• [Work instruction 1]: According to the article on Latina activists, which party did Marielle Franco represent on Rio de Janeiro's Municipal Chamber?
• [Work instruction 2]: Write the next part of the article on Latina activists, picking up right after its last sentence.

5 Latina Activists You Won’t Learn About In School

In a time when activism is “in” it’s easy to forget that activists all over the world are regularly murdered, tortured, kidnapped and/or banished from their countries

Photo: Flickr/Mídia Ninja

Photo: Flickr/Mídia Ninja

In a time when activism is “in” it’s easy to forget that activists all over the world are regularly murdered, tortured, kidnapped and/or banished from their countries. It’s real out here and we must remember that many who protest do so not because it’s “the right thing to do,” but because they are being faced with their own extinction. History rarely teaches us about the struggles and contributions made by Latina, Afro Latina, LGBTQ, or indigenous activists. In honor of Hispanic Heritage month here are 5 Latina activists that fight, trailblaze, and break barriers for their communities.

Marielle Franco

Photo: Flickr/Mídia Ninja

Marielle Franco was a Black, queer city councillor of the Municipal Chamber of Rio de Janeiro for the Socialism and Liberty Party (PSOL). For the voiceless people of the Favela, Franco represented hope and change. She was the product of a scholarship to Rio’s prestigious Pontifical Catholic University and had a daughter at 19 who she raised with her partner Monica Benicio. But her activism really began in 2000 when a friend was killed by a stray bullet in a gunfight between police and gang members. The former preschool teacher from the slums of Rio used her passion and love for her community to become a beloved political figure who fought for the rights of the poor and the disenfranchised. In 2007 she began consulting for State representative Marcelo Freixo and coordinated the legislature’s Committee for the Defense of Human Rights and Citizenship. She ran for a seat on the Rio de Janeiro city council in 2016 and was elected with 51 other representatives. Franco was a champion of reproductive rights, the LGBT community, single mothers and fought adamantly against gender and police violence. On March 15th Franco’s car was ambushed as she was on her way home from a speaking engagement, both she and her driver were killed in what appeared to be an organized assassination.

• [Supplied information]:
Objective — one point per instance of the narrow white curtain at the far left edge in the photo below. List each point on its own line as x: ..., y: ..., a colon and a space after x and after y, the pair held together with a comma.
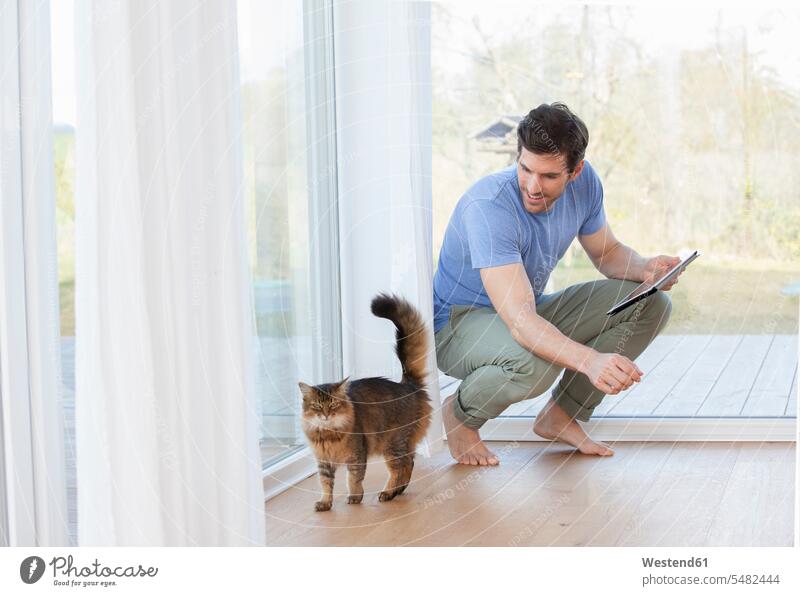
x: 32, y: 474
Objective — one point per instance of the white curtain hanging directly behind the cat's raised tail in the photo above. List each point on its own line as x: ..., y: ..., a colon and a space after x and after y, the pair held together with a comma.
x: 383, y: 114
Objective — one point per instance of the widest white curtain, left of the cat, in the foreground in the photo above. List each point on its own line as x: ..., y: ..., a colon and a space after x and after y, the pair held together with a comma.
x: 167, y: 437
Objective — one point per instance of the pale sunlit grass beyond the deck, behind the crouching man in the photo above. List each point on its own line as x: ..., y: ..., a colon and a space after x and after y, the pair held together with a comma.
x: 720, y: 299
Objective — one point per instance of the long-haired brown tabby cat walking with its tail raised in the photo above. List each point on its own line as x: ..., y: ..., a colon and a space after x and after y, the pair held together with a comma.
x: 348, y: 421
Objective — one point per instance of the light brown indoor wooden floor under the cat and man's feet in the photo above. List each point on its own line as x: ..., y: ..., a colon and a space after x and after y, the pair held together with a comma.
x: 648, y: 494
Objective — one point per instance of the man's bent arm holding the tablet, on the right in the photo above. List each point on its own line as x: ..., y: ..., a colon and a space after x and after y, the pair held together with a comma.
x: 615, y: 260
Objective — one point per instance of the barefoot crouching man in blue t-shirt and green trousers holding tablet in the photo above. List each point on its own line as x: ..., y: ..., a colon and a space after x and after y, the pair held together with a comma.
x: 498, y: 331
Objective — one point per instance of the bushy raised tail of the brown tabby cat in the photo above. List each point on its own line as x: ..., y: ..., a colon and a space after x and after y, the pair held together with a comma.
x: 412, y: 335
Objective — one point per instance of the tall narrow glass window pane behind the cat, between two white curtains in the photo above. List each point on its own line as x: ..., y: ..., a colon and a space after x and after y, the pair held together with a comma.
x: 290, y: 197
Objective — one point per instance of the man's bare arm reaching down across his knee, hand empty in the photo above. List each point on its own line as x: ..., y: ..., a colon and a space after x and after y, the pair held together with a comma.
x: 512, y: 297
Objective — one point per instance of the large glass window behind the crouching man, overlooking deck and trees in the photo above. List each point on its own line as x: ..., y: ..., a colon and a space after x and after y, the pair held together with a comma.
x: 693, y: 130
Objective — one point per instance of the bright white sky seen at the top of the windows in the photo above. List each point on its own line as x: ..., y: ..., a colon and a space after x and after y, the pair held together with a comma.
x: 268, y: 31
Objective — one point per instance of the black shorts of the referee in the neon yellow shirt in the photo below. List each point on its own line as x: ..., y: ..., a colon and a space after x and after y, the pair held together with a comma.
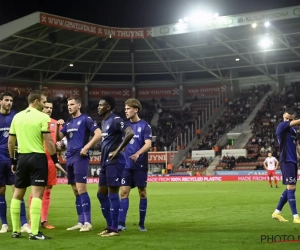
x: 32, y: 170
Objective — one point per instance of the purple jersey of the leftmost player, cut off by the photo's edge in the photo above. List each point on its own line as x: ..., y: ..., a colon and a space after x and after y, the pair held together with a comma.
x: 5, y: 121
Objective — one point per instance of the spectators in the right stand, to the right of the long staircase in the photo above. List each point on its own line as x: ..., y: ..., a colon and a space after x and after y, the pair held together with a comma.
x: 264, y: 127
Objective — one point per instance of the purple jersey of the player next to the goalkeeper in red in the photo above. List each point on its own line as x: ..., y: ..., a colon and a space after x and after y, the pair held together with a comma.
x: 78, y: 131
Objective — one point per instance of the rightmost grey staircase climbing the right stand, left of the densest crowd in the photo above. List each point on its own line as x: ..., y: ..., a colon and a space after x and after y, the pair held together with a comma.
x: 246, y: 131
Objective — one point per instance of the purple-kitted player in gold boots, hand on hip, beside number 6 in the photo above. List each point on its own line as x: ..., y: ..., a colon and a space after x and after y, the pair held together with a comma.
x: 112, y: 163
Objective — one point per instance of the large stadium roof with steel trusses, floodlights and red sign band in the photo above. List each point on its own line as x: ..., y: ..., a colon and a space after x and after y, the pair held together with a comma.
x: 49, y: 44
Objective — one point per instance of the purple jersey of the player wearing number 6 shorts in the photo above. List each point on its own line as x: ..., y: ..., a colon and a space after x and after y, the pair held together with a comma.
x: 142, y: 131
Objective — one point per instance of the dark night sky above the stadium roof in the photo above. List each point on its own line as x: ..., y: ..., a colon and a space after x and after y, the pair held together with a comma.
x: 132, y: 13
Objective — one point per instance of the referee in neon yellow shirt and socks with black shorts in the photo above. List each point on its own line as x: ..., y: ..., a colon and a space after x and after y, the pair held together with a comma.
x: 31, y: 128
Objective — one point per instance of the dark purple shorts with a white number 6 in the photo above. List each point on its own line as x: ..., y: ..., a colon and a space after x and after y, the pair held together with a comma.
x: 134, y: 178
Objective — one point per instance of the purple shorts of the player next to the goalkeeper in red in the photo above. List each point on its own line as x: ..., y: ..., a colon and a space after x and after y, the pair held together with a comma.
x: 77, y: 169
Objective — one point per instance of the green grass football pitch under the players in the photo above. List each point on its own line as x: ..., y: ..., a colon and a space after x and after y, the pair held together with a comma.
x: 216, y: 215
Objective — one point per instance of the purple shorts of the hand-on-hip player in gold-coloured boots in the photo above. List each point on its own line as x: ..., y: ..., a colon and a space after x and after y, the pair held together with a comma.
x: 111, y: 175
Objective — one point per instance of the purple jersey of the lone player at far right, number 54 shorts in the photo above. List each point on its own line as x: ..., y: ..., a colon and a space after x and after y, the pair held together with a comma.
x: 287, y: 138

• [Task answer 1]: The Socialism and Liberty Party (PSOL).

• [Task answer 2]:
Lorena Cabnal

Lorena Cabnal is an Maya-Xinka activist working to make visible the issues impacting indigenous women living in the mountains of Xalapán, Guatemala. After Cabnal earned her degree in Community Social Psychology, she co-founded the Association of Indigenous Women of Santa María Xalapán (AMISMAXAJ) in 2003. She is a defender of women’s rights, environmental protections as well as an opponent of transnational mining and government militarization. Cabnal and many other women are working to promote Xinka identity but also a community based feminism that addresses the specific needs of the Xinka people such as persistent hunger, malnutrition, high rates of childbirth, and infant/child mortality. There are also issues of violence against women and human trafficking with young girls being sold illegal international adoptions or prostitution. She began literacy programs for women and began educating her community about the roots of the structural oppression—colonialism, patriarchy, racism, capitalism. In 2013 there were over 360 mining licenses issued and more than 600 pending in Guatemala, even though 66% of people were against mining. Today she still continues to fight for women’s rights, and the Xinka continue to mobilize against mining.

Camila Vallejo

Camila Vallejo is a Chilean Communist Party Politician and former university student activist. She rose to international fame in 2011 as one of the leaders of the Confederation of Chilean Student Federations (CONFECH), a national body made up of student governments at Chilean universities. She was the second woman ever to be president of Estudiantes de la Universidad de Chile (FECH), and was a member of the Juventudes Comunistas de Chile. From 2011-2013 her name was everywhere, Camila Vallejo was dubbed “The World’s Most Glamourous Revolutionary” by The New York Times. Unfortunately most of the debate around her leadership revolved around her appearance most notably the press’ obsession with her nose ring—you know, because men. Their demands were a radical overhaul of the education system that favors the wealthy elite. Hundreds of protesters were arrested in clashes against the military as hundreds of thousands of students refused to go to class. The student movement was joined by miners, farmers, transportation workers, LGBTQ activists and environmental protections activists.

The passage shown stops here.